[Extracted text start]
The judgment dwelt on questions of whether marriage was indeed a fundamental right, whether legislative intent would be served by including queer marriage under the SMA, whether the interest of the child would be served if queer parents could adopt and, centrally, whether the judiciary was the appropriate forum for seeking marriage equality. However, one of its key lines of reasoning rested on existing gendered provisions within the SMA and the danger of losing those hard-won protections for women. This raised the question: in the context of a queer marriage, who would these provisions apply to?
The court’s reasoning thus inadvertently highlighted the centrality of gender unequal roles within marriage. For example, the age of consent is 18 years for women and 21 for men, upholding an asymmetry in life experience and entrenching gendered roles. Further, while the court was rightly hesitant to alter gendered protections – such as gendered provisions for alimony and regarding domestic violence – these issues demonstrate the radical nature of the challenge marriage equality poses to marriage laws. Taking these issues seriously, would force law to grapple with questions of financial, mental and physical abuse outside the neat categories of male (abuser) and female (abused).
The judgment noted that several other statutes’ operation would be affected by making marriage gender equal. Though it did not explicitly point this out, these statutes include the recently enacted ‘Love Jihad’ laws. Additionally, the particular use of Habeas Corpus along with statutory rape provisions to criminalize young men and ‘recover’ young women from unions of their choice against their families’ wishes would also be affected. Thus, making marriage gender neutral would result in several legal avenues for policing intimacy being lost to familial networks of control.
In the course of the Marriage Equality judgment, the Supreme Court also upheld the right of trans people to marry, as secured through the Arunkumar judgment in the Madras High Court in 2019, under the Hindu Marriage Act. As several commentators have argued, this was possible because of several preceding judgments, including the NALSA judgment and the passage of the Transgender Persons (Protection of Rights) Act, 2019. Arguably, the space for securing rights is hard-won and incremental, through repeated petitioning and legal manoeuvres.
As the messy history of personal law bears out, the law both entrenches systems of power and provides tools and means to challenge them. For instance, Christian women in India secured divorce rights denied to them under the law through the judiciary. Similarly, under Muslim law, women were granted more secure maintenance rights through creative interpretation by the judiciary. The securing of marriage rights for trans people (in apparently heterosexual marriages) can be seen as a similar instance of incremental change in the longer process of queering.
While the judgment did not secure marriage equality, could the process of seeking it itself be seen as a queering that challenges the policing of marriage, its gendered nature and creates ways to democratize family?
[Extracted text end]
[Recorded data start]
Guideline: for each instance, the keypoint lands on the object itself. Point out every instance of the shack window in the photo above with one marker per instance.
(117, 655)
[Recorded data end]
> **Written exercise**:
Recast the paragraph of the marriage equality text that begins "The court's reasoning thus inadvertently" as a short bulleted list that keeps its main facts. The lines have no connection to the marriage equality text.

> **Exercise result**:
- The court's reasoning unintentionally showed how central gender-unequal roles are to marriage.
- The age of consent is 18 for women and 21 for men. This asymmetry in life experience entrenches gendered roles.
- The court was rightly hesitant to change gendered protections, such as those on alimony and domestic violence.
- These issues show how radical a challenge marriage equality poses to marriage laws.
- Taking them seriously would force the law to deal with financial, mental and physical abuse outside the categories of male abuser and female abused.